Point localization data:

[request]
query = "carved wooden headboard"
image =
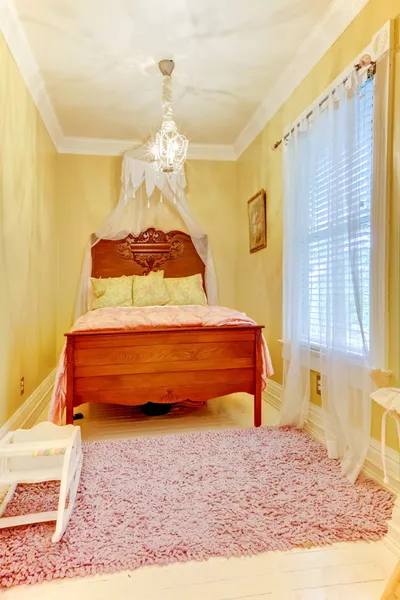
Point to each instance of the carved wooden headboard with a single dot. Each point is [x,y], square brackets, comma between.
[152,250]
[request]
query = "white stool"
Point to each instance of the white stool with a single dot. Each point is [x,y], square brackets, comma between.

Try it
Working through the entries above, copy every line in which "white" is found.

Solution to this task
query = "white stool"
Point to each instance of the white stool with a single dot. Each point is [x,y], square brackets, comma between.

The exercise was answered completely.